_DIRECTIVE_: Show every line of the items below that contains the word "black", counting only matches with the same capitalization.

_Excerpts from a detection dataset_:

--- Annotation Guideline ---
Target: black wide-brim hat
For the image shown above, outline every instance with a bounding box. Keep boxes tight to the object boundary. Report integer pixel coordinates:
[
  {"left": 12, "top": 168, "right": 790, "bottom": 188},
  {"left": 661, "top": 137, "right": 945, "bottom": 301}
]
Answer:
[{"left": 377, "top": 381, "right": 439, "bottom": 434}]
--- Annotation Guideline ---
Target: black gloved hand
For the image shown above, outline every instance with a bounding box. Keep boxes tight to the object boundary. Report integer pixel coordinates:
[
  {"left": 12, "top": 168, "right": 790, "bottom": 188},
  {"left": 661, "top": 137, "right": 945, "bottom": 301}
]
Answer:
==
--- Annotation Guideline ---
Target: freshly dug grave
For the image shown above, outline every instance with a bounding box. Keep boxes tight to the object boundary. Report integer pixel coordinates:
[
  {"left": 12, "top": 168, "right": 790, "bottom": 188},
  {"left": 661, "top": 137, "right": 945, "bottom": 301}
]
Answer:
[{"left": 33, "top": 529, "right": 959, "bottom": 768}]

_FULL SOLUTION_:
Target: black wide-brim hat
Target: black gloved hand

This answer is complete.